> [STATED TASK] Lines before the one containing "One point belongs on each instance of the child" are excluded; print that line and every line after it through the end of the material below, exactly.

> [DATA RECORDS]
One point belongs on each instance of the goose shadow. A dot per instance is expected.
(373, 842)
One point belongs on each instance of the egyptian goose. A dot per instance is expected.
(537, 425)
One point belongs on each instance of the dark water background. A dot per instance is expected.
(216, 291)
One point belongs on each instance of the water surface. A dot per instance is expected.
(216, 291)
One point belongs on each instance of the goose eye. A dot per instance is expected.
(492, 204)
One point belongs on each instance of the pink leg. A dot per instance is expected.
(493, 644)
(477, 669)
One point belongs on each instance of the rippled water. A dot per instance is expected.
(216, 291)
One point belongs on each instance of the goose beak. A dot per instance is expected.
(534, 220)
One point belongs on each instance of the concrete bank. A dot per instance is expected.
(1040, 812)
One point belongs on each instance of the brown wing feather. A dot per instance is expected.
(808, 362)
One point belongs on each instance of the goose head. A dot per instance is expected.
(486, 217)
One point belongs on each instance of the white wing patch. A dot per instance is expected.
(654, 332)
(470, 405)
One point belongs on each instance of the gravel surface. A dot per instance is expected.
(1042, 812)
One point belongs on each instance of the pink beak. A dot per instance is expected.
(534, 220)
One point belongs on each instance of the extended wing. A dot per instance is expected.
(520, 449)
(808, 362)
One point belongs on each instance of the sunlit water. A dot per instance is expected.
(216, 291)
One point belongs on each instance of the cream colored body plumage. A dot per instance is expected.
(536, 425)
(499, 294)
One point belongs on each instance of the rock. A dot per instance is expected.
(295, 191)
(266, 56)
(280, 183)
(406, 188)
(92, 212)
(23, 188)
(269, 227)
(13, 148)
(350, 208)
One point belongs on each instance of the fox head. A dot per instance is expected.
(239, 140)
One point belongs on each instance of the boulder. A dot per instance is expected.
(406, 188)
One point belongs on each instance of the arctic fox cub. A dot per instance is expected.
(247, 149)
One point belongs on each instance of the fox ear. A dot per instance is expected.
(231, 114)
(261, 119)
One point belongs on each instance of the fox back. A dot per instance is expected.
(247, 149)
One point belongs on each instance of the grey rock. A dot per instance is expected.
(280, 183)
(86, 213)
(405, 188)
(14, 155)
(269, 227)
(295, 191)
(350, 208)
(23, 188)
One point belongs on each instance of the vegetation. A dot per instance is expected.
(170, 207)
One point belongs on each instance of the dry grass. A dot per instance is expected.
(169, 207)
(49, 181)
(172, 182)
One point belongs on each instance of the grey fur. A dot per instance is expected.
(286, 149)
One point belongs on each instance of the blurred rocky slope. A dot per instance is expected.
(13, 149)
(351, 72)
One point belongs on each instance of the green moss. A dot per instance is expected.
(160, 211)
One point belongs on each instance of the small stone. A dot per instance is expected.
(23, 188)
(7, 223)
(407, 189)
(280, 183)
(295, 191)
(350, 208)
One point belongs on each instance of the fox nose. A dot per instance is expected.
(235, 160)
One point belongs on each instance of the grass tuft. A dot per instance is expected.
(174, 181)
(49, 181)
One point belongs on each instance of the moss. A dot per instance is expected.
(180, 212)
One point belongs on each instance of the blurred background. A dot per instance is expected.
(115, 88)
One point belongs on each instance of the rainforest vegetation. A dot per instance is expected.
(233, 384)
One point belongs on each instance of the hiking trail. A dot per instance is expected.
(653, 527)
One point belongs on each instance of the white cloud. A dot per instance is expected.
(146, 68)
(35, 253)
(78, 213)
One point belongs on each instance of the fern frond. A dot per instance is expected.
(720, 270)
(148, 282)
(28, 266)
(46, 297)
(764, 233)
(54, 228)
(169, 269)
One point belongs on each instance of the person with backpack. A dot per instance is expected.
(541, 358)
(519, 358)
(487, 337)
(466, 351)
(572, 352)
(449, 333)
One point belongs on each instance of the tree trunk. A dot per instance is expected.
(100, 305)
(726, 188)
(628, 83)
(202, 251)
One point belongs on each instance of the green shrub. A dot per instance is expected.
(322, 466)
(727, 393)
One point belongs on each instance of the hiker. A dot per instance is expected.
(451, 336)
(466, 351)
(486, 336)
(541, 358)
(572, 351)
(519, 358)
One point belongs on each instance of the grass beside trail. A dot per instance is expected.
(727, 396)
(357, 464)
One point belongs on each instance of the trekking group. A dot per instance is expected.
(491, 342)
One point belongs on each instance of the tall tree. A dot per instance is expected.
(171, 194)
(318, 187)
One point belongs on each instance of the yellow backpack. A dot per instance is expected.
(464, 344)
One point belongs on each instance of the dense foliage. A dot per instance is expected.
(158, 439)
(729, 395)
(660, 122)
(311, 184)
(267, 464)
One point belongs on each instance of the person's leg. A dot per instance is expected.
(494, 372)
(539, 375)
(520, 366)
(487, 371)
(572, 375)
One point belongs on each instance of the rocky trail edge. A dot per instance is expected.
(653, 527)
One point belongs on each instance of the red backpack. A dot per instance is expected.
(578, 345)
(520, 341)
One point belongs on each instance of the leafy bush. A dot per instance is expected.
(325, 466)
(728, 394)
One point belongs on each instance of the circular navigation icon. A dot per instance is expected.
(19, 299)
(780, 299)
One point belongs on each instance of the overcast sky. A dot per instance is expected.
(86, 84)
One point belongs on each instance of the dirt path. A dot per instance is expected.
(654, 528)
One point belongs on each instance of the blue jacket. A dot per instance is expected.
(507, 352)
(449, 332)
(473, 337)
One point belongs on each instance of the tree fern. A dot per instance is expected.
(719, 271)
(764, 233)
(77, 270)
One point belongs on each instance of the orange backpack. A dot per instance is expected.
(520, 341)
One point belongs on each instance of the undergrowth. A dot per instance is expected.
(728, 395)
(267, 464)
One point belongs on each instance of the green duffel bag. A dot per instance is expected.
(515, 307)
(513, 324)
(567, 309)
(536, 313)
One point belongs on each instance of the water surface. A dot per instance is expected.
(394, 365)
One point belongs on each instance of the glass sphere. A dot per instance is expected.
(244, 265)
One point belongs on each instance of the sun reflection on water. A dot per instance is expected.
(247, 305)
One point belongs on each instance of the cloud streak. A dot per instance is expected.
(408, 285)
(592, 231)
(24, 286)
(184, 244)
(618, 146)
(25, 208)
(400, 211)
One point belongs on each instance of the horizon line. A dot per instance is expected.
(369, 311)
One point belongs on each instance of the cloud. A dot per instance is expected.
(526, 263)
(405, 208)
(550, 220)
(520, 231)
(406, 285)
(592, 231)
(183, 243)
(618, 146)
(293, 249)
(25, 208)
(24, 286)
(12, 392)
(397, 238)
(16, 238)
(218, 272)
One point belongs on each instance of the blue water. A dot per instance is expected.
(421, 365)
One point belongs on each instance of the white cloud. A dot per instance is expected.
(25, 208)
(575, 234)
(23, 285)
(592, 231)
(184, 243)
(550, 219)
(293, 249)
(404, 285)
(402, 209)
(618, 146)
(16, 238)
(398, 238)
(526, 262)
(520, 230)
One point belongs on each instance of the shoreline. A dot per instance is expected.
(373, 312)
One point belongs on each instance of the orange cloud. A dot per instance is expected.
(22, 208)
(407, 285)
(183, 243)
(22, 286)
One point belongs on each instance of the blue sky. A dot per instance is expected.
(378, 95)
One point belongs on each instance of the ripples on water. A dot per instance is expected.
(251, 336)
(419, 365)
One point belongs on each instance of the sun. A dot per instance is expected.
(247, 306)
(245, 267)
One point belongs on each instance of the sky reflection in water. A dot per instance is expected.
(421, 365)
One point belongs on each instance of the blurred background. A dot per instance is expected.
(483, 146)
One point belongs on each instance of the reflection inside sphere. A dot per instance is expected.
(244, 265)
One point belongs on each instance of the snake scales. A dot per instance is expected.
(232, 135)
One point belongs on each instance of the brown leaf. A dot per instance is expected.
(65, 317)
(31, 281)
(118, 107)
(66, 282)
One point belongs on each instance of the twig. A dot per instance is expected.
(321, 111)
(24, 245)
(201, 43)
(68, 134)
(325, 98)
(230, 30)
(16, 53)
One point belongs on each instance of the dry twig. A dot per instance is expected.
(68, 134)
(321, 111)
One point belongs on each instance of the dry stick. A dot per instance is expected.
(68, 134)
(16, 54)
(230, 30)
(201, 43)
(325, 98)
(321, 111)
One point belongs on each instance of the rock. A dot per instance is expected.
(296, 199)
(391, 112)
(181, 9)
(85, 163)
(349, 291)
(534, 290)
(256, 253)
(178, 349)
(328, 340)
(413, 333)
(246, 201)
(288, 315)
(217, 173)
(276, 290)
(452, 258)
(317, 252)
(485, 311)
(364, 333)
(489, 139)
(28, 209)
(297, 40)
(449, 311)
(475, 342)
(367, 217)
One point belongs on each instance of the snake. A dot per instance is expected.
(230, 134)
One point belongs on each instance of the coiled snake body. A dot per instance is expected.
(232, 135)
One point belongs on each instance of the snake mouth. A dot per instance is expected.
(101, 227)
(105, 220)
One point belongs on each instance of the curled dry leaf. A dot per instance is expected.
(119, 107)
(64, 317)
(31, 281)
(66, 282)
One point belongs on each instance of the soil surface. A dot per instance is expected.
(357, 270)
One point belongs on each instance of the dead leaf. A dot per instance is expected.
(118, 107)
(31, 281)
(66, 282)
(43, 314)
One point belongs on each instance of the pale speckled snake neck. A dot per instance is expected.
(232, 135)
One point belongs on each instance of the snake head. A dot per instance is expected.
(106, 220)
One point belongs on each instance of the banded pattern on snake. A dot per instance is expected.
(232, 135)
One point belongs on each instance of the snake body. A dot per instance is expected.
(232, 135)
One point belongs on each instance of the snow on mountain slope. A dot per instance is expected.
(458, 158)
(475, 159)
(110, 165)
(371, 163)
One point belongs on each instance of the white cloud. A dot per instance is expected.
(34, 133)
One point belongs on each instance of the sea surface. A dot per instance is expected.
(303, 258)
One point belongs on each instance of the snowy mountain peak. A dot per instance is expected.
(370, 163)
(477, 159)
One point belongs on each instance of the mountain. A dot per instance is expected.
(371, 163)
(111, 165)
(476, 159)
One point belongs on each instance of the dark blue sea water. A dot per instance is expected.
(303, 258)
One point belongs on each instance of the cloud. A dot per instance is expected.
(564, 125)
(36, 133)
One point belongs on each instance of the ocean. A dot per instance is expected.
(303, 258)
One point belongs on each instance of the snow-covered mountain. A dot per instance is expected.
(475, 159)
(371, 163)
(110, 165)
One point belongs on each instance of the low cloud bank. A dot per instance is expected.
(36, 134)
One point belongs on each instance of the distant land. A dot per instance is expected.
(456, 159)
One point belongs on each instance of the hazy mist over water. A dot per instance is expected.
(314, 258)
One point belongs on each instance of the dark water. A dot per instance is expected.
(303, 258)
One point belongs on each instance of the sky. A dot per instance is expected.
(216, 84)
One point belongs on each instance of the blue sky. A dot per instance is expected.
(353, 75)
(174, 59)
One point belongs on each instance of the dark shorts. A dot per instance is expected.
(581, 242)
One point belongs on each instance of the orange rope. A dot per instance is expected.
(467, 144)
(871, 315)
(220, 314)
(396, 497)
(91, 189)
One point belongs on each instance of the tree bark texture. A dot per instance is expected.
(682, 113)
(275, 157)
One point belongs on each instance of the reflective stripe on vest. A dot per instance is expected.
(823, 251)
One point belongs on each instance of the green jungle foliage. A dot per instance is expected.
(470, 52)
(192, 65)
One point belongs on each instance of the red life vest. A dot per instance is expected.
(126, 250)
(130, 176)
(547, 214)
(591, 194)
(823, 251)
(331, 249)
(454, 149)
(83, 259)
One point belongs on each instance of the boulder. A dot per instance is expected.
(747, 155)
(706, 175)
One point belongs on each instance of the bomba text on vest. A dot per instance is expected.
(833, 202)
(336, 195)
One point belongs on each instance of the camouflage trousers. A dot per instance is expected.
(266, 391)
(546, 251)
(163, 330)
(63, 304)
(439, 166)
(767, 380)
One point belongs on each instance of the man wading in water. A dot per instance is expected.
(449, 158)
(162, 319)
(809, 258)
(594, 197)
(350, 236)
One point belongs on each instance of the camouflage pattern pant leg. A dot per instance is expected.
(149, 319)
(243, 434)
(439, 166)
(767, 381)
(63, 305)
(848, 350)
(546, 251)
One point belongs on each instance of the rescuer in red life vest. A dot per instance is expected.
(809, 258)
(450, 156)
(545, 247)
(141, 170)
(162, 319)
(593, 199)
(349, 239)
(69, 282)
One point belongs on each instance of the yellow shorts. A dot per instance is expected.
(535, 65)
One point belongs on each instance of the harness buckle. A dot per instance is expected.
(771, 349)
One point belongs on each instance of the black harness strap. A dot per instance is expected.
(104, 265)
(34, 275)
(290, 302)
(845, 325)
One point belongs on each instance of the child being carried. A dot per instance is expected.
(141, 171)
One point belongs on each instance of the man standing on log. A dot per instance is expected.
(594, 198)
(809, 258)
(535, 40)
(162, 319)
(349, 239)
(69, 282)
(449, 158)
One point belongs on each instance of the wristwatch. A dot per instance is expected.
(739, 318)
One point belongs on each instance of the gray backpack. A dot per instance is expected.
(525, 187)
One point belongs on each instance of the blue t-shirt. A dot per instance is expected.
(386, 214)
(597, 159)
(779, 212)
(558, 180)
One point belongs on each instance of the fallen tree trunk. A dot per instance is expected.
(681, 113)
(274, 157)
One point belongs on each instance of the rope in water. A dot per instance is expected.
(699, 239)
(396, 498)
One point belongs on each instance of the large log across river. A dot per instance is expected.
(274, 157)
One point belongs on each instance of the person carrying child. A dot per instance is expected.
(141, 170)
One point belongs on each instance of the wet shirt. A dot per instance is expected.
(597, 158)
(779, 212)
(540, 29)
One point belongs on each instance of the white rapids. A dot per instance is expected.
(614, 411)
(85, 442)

> [SOLUTION TO THE PROBLEM]
One point belongs on each instance of the child being carried. A dot per instance is expected.
(141, 171)
One point belongs on each instance of the man standing on log. A dot per instance is expected.
(594, 198)
(809, 258)
(535, 40)
(162, 319)
(349, 239)
(69, 282)
(449, 158)
One point belongs on each instance of the wristwatch. A dot per instance is expected.
(739, 318)
One point belongs on each instance of the gray backpack. A dot per instance is expected.
(525, 187)
One point belongs on each instance of the blue t-shirt. A dot per instance is expected.
(386, 214)
(597, 159)
(779, 212)
(558, 180)
One point belongs on each instance of the fallen tree trunk. A dot per instance is expected.
(681, 113)
(274, 157)
One point belongs on each instance of the rope in water. A dot per instance is expected.
(699, 239)
(396, 498)
One point belongs on each instance of the large log across river. A dot per instance is expected.
(274, 157)
One point belongs on each instance of the person carrying child. A dot per instance is expected.
(141, 170)
One point belongs on each instance of the wet shirt. A dot per instance is expected.
(597, 158)
(779, 212)
(540, 29)
One point belongs on each instance of the white rapids. A dot per instance is expected.
(614, 411)
(85, 442)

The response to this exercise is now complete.